-- TASK INSTRUCTIONS --
Search the entries for the word "tread". Copy every line that holds it.
--
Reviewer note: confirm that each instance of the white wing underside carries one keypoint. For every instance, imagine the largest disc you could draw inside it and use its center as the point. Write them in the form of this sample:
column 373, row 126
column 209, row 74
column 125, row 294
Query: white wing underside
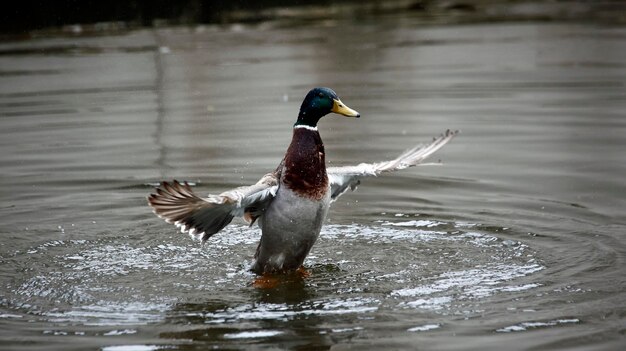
column 348, row 177
column 202, row 217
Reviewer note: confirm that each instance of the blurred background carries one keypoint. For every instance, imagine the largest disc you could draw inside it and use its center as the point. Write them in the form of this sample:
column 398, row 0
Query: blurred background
column 515, row 238
column 31, row 14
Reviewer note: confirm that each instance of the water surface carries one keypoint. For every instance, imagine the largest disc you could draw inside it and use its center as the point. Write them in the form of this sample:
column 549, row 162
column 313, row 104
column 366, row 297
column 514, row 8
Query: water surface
column 517, row 239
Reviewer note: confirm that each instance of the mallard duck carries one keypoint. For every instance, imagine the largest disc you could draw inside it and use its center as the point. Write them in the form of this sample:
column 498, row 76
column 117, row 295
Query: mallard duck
column 290, row 204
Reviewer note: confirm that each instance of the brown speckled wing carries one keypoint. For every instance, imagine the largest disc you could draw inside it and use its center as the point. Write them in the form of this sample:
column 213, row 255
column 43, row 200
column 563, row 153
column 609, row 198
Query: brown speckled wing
column 176, row 203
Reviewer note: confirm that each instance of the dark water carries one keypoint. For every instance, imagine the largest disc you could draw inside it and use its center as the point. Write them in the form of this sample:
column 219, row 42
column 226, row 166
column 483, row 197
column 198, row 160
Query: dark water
column 516, row 242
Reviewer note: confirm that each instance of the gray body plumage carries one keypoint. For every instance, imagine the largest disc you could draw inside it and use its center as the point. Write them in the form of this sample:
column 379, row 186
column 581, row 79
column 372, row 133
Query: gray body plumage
column 290, row 226
column 290, row 221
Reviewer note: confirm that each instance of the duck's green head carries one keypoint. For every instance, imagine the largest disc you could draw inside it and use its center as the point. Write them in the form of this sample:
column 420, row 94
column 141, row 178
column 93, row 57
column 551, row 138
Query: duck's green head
column 318, row 103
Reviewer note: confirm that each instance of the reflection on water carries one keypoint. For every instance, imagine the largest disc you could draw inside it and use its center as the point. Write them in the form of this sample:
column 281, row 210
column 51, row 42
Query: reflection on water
column 512, row 240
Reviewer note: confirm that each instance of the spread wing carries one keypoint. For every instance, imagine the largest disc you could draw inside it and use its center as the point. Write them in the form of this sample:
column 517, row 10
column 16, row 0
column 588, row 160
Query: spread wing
column 202, row 217
column 344, row 178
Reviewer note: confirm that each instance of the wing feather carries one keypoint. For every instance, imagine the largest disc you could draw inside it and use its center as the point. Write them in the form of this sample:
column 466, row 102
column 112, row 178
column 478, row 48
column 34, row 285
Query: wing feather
column 347, row 178
column 176, row 203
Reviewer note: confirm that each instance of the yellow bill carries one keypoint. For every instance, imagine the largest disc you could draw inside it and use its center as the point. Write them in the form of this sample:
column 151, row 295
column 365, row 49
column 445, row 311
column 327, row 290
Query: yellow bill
column 340, row 108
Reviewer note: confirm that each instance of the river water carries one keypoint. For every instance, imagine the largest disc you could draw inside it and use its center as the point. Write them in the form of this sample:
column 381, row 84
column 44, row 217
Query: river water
column 516, row 241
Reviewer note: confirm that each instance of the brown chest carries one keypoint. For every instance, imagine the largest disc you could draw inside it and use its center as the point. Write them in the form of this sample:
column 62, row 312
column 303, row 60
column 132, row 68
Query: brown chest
column 305, row 165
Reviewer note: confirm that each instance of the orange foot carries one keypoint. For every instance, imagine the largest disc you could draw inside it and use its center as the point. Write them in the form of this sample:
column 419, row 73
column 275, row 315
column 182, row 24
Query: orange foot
column 271, row 281
column 266, row 281
column 302, row 272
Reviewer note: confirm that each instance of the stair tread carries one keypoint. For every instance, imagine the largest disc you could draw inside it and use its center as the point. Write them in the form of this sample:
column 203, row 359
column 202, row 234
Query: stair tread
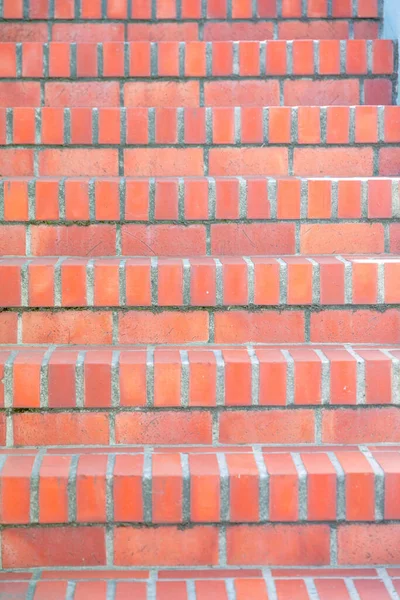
--
-- EXERCISE RESULT --
Reviewer note: confirm that each instance of the stair tread carries one keypoint. For every instance, imagine the largest disc you could draw inside it and use its center as the point. Write them in the form of this sample:
Query: stair tread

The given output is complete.